Rewrite every line of the records below, text lines included, multiplying each coordinate in the answers by 1.35 and rounding to whole numbers, with halves rounded up. Leave the pictures out of your answer.
::: TASK DATA :::
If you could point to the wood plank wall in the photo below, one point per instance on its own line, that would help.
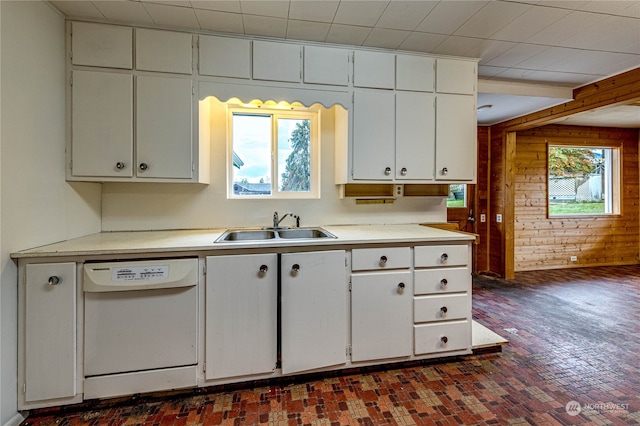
(544, 243)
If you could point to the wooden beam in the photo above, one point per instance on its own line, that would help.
(617, 90)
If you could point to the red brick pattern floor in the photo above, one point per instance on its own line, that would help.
(573, 358)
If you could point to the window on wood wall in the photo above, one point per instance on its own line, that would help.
(583, 180)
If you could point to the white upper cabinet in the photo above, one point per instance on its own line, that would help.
(374, 69)
(100, 45)
(277, 61)
(164, 127)
(456, 135)
(163, 51)
(325, 65)
(225, 57)
(102, 125)
(456, 76)
(415, 73)
(415, 136)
:::
# OUTPUT
If you could point to the wood plank wall in the photo below, one point per instance on its own line, that would help.
(734, 328)
If you could point to the wooden beam in the photo above, one point per instance on its own line, that would help.
(833, 122)
If you could point to the red brick pattern floor in the photo above, one point per instance on its own line, that would help.
(774, 483)
If you could point to the window on wood wall in the photo above, one point per instance on its own line, that would help.
(787, 243)
If you could point to the white upper cabinet in the photo above, one point per instance on its own line, that would help.
(505, 93)
(135, 61)
(374, 82)
(221, 171)
(616, 182)
(220, 69)
(439, 88)
(304, 77)
(138, 169)
(616, 103)
(560, 99)
(560, 184)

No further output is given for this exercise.